- _Activity_
In the melanoma drug article, which journal published the study?

- _Study text_
....

Scientists have discovered a new drug that rectifies a common mutation, which causes melanoma tumors. The drug only proved effective in phase 1 trials.
The study was conducted by Keith T. Flaherty, MD, of the Massachusetts General Hospital Cancer Center in Boston, and colleagues and was published in the New England Journal of Medicine on August 26.
The gene variant called the serine–threonine protein kinase B-RAF (BRAF) contains V600E, the mutation that leads to melanoma tumors.
The scientists, in the phase 1 trial, gave at least 240 mg of doses of PLX4032, or RG7204 to 55 patients suffering from melanoma. It was found that 10 of the 16 patients or 81% of the total patients reacted positively to the drug. One of the patients responded 100% to the mutation of BRAF. On the other hand, only 15% of the patients responded to chemotherapy and interleukin-2 (IL2), the standard treatments for melanoma.
In the second trial, 24 out of 32 patients responded somewhat to oral inhibitors to BRAF-mutated melanoma, while the two responded completely.
Jeffrey A. Sosman, MD, of Vanderbilt University in Nashville, Tenn and study’s co-author said, "These responses occur rapidly, in organs where we infrequently see tumor regression, and patients can actually feel better overnight with this therapy".
Dr. Alice Pentland, Chair of dermatology at the University of Rochester Medical Center, expressed his apprehensions regarding the findings, which cannot be generalized for all the masses.

....

- _Record excerpts_
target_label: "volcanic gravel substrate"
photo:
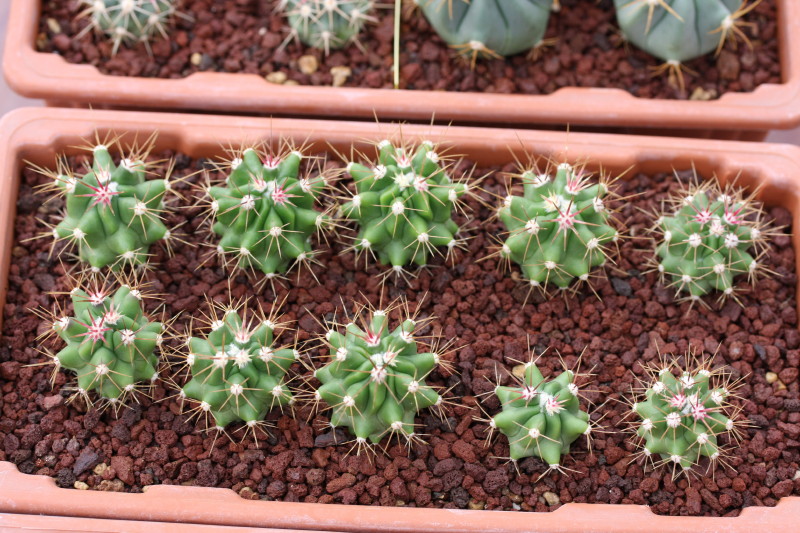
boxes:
[37,0,781,99]
[0,150,800,516]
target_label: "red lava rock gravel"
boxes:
[37,0,781,99]
[0,154,800,516]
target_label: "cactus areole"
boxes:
[314,311,441,444]
[207,148,329,277]
[498,163,617,288]
[490,362,591,467]
[53,286,163,403]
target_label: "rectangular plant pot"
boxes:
[0,109,800,533]
[4,0,800,140]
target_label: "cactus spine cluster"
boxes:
[632,354,736,472]
[80,0,177,54]
[47,285,164,404]
[180,303,300,430]
[489,361,592,469]
[314,302,442,448]
[614,0,750,64]
[415,0,558,57]
[341,140,468,271]
[52,140,171,271]
[498,163,618,289]
[655,180,767,300]
[278,0,376,54]
[206,143,330,278]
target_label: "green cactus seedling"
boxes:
[654,179,770,302]
[314,302,442,450]
[206,143,330,279]
[80,0,177,54]
[42,139,172,272]
[45,278,165,405]
[489,361,592,470]
[631,354,738,475]
[614,0,759,83]
[414,0,559,62]
[179,302,300,431]
[498,163,618,289]
[278,0,377,55]
[341,140,469,273]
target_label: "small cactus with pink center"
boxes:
[44,140,172,271]
[278,0,377,54]
[654,180,769,301]
[206,143,330,279]
[179,302,300,430]
[498,163,618,289]
[489,361,592,470]
[80,0,177,54]
[341,140,469,272]
[45,285,165,404]
[632,354,737,473]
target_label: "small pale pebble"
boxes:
[267,70,288,85]
[331,65,353,87]
[542,491,561,507]
[297,55,319,74]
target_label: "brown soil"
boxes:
[38,0,781,99]
[0,151,800,516]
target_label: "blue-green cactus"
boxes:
[415,0,559,58]
[80,0,177,54]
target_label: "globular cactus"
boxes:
[45,278,165,405]
[489,361,592,470]
[414,0,559,61]
[80,0,177,54]
[632,354,738,473]
[179,302,300,430]
[278,0,377,54]
[654,180,769,301]
[206,143,330,279]
[614,0,757,65]
[341,140,469,272]
[314,302,442,450]
[43,140,172,271]
[498,163,618,289]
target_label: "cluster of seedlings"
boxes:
[81,0,761,85]
[31,133,770,478]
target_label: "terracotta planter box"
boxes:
[4,0,800,140]
[0,109,800,533]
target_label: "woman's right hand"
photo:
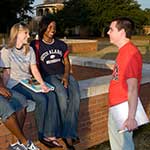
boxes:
[0,86,11,99]
[41,83,51,93]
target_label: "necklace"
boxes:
[42,39,54,45]
[15,46,23,50]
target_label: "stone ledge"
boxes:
[70,56,150,99]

....

- _Task output_
The New England Journal of Medicine.